▶ Request
Print every entry word for word, but omit the pictures.
▶
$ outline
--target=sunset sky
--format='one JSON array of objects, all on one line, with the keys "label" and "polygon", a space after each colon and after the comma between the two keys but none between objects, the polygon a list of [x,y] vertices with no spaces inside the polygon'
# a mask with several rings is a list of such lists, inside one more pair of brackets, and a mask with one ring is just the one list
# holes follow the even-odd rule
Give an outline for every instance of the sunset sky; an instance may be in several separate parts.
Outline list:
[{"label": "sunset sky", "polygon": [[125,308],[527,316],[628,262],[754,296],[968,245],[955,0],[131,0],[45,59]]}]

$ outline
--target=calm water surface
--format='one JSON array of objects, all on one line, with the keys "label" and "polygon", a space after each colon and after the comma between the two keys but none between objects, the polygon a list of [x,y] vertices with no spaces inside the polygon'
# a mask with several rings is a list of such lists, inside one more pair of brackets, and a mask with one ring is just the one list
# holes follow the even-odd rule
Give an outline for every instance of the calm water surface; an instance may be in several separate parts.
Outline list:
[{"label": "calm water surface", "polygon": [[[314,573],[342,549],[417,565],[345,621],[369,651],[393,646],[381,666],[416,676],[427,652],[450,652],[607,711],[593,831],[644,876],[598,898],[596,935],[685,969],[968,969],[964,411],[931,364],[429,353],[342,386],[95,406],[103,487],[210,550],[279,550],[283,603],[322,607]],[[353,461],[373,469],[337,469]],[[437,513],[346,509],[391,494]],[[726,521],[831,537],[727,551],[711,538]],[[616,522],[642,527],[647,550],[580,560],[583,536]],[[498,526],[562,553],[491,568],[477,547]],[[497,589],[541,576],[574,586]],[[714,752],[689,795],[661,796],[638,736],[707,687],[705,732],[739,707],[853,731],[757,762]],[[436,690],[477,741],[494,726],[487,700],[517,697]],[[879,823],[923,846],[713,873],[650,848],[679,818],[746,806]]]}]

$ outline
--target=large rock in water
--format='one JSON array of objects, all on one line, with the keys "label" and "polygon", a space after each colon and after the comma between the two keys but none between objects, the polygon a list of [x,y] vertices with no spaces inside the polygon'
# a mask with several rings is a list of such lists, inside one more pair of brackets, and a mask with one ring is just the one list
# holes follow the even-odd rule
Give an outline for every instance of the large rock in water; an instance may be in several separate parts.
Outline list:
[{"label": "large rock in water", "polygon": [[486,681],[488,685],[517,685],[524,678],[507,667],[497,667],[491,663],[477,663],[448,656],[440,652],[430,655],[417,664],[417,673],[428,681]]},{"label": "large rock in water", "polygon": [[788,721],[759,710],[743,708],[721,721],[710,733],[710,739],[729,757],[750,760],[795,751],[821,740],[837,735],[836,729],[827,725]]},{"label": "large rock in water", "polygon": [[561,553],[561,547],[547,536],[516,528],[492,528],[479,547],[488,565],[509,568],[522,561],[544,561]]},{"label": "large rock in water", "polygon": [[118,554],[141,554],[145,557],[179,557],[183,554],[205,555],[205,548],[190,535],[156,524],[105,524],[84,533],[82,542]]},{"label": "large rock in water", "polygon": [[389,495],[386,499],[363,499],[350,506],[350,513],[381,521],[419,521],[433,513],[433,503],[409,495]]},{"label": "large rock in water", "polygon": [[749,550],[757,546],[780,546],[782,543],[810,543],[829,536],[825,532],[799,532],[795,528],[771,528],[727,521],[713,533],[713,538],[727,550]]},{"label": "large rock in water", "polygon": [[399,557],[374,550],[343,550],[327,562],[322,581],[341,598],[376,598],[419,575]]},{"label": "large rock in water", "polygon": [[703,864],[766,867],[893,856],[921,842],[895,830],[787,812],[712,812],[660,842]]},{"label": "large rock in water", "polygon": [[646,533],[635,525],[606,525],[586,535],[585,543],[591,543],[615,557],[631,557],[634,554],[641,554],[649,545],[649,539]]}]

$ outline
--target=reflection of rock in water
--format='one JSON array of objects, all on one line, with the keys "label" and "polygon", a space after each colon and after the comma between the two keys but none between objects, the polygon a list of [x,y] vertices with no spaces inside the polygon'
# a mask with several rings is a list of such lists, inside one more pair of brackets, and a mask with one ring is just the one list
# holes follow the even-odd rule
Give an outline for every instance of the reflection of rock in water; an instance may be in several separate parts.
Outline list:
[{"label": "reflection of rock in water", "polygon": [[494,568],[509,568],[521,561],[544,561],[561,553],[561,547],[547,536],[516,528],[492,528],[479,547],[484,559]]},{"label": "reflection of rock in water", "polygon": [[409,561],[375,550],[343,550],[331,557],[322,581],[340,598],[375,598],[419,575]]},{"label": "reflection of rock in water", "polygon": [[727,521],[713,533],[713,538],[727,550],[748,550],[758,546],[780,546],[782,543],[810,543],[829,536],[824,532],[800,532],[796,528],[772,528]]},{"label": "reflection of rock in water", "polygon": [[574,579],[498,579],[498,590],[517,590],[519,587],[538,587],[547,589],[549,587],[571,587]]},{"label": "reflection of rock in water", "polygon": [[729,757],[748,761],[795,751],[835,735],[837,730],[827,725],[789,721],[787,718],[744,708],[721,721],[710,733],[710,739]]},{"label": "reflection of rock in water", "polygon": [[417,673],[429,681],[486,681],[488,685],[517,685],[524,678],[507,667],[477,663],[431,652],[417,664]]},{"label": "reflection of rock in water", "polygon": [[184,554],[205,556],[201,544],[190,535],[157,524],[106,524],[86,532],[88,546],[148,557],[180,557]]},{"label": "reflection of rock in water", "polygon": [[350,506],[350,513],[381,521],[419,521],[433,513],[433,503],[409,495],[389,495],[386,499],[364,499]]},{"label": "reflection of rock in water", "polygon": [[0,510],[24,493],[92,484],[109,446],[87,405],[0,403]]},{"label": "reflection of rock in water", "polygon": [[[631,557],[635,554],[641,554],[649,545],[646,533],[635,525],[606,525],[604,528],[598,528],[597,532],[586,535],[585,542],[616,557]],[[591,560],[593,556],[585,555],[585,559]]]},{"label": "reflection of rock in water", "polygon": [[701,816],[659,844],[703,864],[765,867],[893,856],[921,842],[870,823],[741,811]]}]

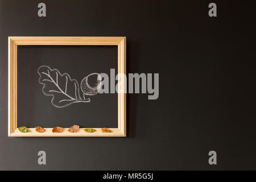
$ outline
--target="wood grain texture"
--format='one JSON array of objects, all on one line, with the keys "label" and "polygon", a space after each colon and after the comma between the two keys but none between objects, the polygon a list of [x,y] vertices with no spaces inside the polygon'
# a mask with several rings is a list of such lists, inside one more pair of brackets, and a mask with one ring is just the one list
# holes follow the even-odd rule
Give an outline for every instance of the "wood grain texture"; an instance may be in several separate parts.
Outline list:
◀
▶ Expected output
$ outline
--target=sunset sky
--format='one JSON array of objects, all on one line, with the keys "label" and "polygon", a space after each colon and after the comma between the two keys but none between objects, the polygon a list of [x,y] vertices with no spaces inside the polygon'
# a mask with several rings is a list of such lists, inside one more pair of brackets, and a mask with one ring is just the one list
# holes follow the even-odd rule
Give an outline for every instance of the sunset sky; an instance may be in several separate parts.
Outline list:
[{"label": "sunset sky", "polygon": [[125,308],[527,316],[628,262],[754,296],[968,245],[955,0],[131,0],[45,59]]}]

$ outline
--target=calm water surface
--format='one JSON array of objects, all on one line, with the keys "label" and "polygon", a space after each colon and after the comma between the two keys but none between objects, the polygon a list of [x,y] vertices with no spaces inside the polygon'
# a mask with several rings is a list of such lists, inside one more pair of brackets, and a mask with one ring is just the one list
# holes follow the even-odd rule
Give an outline for every instance of the calm water surface; an instance may be in several separate parts.
Outline list:
[{"label": "calm water surface", "polygon": [[[314,573],[342,549],[417,565],[345,621],[369,651],[393,646],[381,666],[416,676],[427,652],[450,652],[607,711],[593,831],[644,876],[598,898],[596,935],[685,969],[968,969],[964,411],[931,364],[429,353],[342,386],[95,406],[103,487],[210,550],[279,550],[283,603],[322,607]],[[353,461],[373,469],[337,469]],[[437,513],[346,509],[391,494]],[[726,521],[831,537],[727,551],[711,538]],[[616,522],[642,527],[647,550],[580,560],[583,536]],[[498,526],[562,553],[491,568],[477,547]],[[497,589],[541,576],[574,586]],[[714,752],[689,795],[661,796],[638,736],[707,687],[705,732],[739,707],[853,731],[757,762]],[[436,690],[477,741],[494,726],[487,700],[517,697]],[[879,823],[923,846],[713,873],[650,848],[679,818],[746,806]]]}]

$ outline
--target=large rock in water
--format='one JSON array of objects, all on one line, with the keys "label" and "polygon", a space after each colon and after the comma between the two keys but none between objects, the polygon a list of [x,y] vertices with no spaces inside the polygon'
# a mask with several rings is a list of such lists, inside one more pair of brackets, and a mask with one ring is just the one list
# holes follow the even-odd rule
Give an outline for every instance of the large rock in water; an instance may be in several separate parts.
Outline list:
[{"label": "large rock in water", "polygon": [[486,681],[488,685],[517,685],[524,678],[507,667],[497,667],[491,663],[477,663],[448,656],[440,652],[430,655],[417,664],[417,673],[428,681]]},{"label": "large rock in water", "polygon": [[788,721],[759,710],[743,708],[721,721],[710,733],[710,739],[729,757],[750,760],[795,751],[821,740],[837,735],[836,729],[827,725]]},{"label": "large rock in water", "polygon": [[561,553],[561,547],[547,536],[516,528],[492,528],[479,547],[488,565],[509,568],[522,561],[544,561]]},{"label": "large rock in water", "polygon": [[118,554],[141,554],[145,557],[179,557],[183,554],[205,555],[205,548],[190,535],[156,524],[105,524],[84,533],[82,542]]},{"label": "large rock in water", "polygon": [[389,495],[386,499],[363,499],[350,506],[350,513],[381,521],[419,521],[433,513],[433,503],[409,495]]},{"label": "large rock in water", "polygon": [[749,550],[757,546],[780,546],[782,543],[810,543],[829,536],[825,532],[799,532],[795,528],[771,528],[727,521],[713,533],[713,538],[727,550]]},{"label": "large rock in water", "polygon": [[399,557],[374,550],[343,550],[327,562],[322,581],[341,598],[376,598],[419,575]]},{"label": "large rock in water", "polygon": [[703,864],[766,867],[893,856],[921,842],[895,830],[787,812],[712,812],[660,842]]},{"label": "large rock in water", "polygon": [[646,533],[635,525],[606,525],[586,535],[585,543],[591,543],[615,557],[631,557],[634,554],[641,554],[649,545],[649,539]]}]

$ outline
--target=reflection of rock in water
--format='one JSON array of objects, all on one line, with the keys "label" and "polygon", a space after each colon and after the comma between the two keys but none between objects, the polygon a list of [x,y] vertices with no spaces inside the polygon'
# a mask with several rings is a list of such lists, inside one more pair of brackets, and a mask with one ring is just the one list
# holes follow the even-odd rule
Give an outline for every instance of the reflection of rock in water; an instance may be in several separate parts.
Outline list:
[{"label": "reflection of rock in water", "polygon": [[494,568],[509,568],[521,561],[544,561],[561,553],[561,547],[547,536],[516,528],[492,528],[479,547],[484,559]]},{"label": "reflection of rock in water", "polygon": [[409,561],[375,550],[343,550],[331,557],[322,581],[340,598],[375,598],[419,575]]},{"label": "reflection of rock in water", "polygon": [[727,521],[713,533],[713,538],[727,550],[748,550],[758,546],[780,546],[782,543],[810,543],[829,536],[824,532],[800,532],[796,528],[772,528]]},{"label": "reflection of rock in water", "polygon": [[574,579],[498,579],[498,590],[517,590],[519,587],[538,587],[547,589],[549,587],[571,587]]},{"label": "reflection of rock in water", "polygon": [[729,757],[748,761],[795,751],[835,735],[837,730],[827,725],[789,721],[787,718],[744,708],[721,721],[710,733],[710,739]]},{"label": "reflection of rock in water", "polygon": [[417,673],[429,681],[486,681],[488,685],[517,685],[524,678],[507,667],[477,663],[431,652],[417,664]]},{"label": "reflection of rock in water", "polygon": [[184,554],[205,556],[201,544],[190,535],[157,524],[106,524],[86,532],[88,546],[148,557],[180,557]]},{"label": "reflection of rock in water", "polygon": [[350,506],[350,513],[381,521],[419,521],[433,513],[433,503],[409,495],[389,495],[386,499],[364,499]]},{"label": "reflection of rock in water", "polygon": [[0,510],[24,493],[92,484],[109,446],[87,405],[0,403]]},{"label": "reflection of rock in water", "polygon": [[[631,557],[635,554],[641,554],[649,545],[646,533],[635,525],[606,525],[604,528],[598,528],[597,532],[586,535],[585,542],[616,557]],[[591,560],[593,556],[585,555],[585,559]]]},{"label": "reflection of rock in water", "polygon": [[701,816],[659,844],[703,864],[765,867],[893,856],[921,842],[870,823],[741,811]]}]

$ outline
--target="wood grain texture"
--format='one JSON array of objects, all on one line, with the keys "label" and "polygon", a space after each colon and after the comma between the two keys but none between objects, the polygon a list of [x,y] vertices with no spaces inside the polygon'
# a mask with several rings is a list of such lists, inside one more pair of brackets, and a mask with one ring is just the one list
# holes follow the even-odd rule
Give an outline for every instance of the "wood grain texture"; an instance may be in several separate parts.
Outline list:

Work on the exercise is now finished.